(Dataset entries)
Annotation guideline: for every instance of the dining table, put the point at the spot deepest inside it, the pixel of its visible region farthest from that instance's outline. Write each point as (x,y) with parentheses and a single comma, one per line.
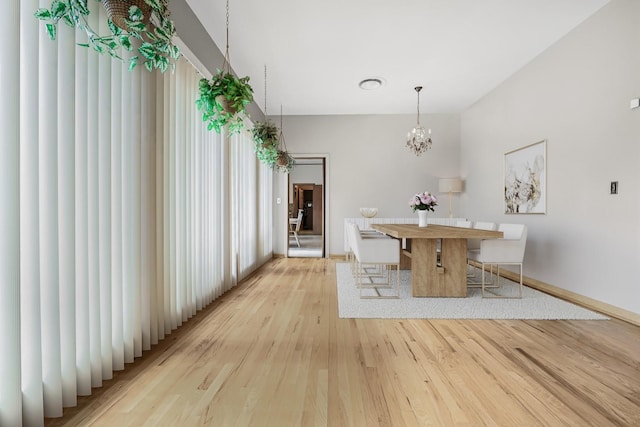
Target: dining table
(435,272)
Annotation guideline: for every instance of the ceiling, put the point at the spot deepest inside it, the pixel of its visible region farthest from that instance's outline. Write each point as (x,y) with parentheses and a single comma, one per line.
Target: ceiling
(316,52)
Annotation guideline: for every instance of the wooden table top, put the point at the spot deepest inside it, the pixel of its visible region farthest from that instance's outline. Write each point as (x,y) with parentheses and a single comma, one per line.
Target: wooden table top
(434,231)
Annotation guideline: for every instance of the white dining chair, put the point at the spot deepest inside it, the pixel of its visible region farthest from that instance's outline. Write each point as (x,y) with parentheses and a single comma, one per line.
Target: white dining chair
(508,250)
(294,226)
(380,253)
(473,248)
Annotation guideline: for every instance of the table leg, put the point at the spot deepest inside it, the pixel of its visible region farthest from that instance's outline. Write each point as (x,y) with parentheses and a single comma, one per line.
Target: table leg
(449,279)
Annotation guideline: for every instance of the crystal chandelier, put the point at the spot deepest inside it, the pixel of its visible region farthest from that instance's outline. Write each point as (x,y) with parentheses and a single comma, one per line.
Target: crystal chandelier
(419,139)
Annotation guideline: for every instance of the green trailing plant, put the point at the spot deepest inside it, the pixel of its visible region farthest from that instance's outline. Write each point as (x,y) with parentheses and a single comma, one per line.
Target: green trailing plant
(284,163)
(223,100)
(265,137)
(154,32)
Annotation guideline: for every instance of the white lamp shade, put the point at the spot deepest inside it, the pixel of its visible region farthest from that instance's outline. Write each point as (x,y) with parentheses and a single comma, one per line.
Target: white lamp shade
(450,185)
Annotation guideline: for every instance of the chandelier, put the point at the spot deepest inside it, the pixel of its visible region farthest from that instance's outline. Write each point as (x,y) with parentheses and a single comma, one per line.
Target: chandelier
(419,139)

--

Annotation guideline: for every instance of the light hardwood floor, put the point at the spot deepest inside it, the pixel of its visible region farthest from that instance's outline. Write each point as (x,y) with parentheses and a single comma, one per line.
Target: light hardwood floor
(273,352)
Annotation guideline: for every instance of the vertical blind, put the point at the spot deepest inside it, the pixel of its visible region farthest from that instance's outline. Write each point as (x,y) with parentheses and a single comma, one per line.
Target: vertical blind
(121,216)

◆ What is required ◆
Starting at the line above that holds "Annotation guideline: for every instance of the dining", return each line up to and including the one that holds "Annotation guideline: for every instance of the white dining", exactly as written, minus any pictures.

◆ Result ◆
Annotation guideline: for every instance of the dining table, put the point at the spot deepest inside it, the pixel of its visible region farthest from that instance's outline. Write each point as (x,y) with parentheses and a single comma, one per line.
Target: dining table
(435,272)
Annotation guideline: for every instance of the ceiling, put the point at the spot deepest inside it, the pixel of its visible region farthest from that instance's outline. Write each point as (x,y) with parentheses and a single comma, one per line.
Target: ceiling
(316,52)
Annotation guideline: for every instance of the wooden table top, put the point at the spot deepest inside it, the pixel of its visible region farthest from that instance's outline. Write each point as (x,y) with parentheses and a single comma, one per line.
Target: wooden table top
(434,231)
Annotation guideline: for every instance of the white dining chair, put the point at the spot deepest inside it, the pixel of its visible region farthest from that instance's outline. Write each point as (x,y) with parentheses and a single comma, one per line.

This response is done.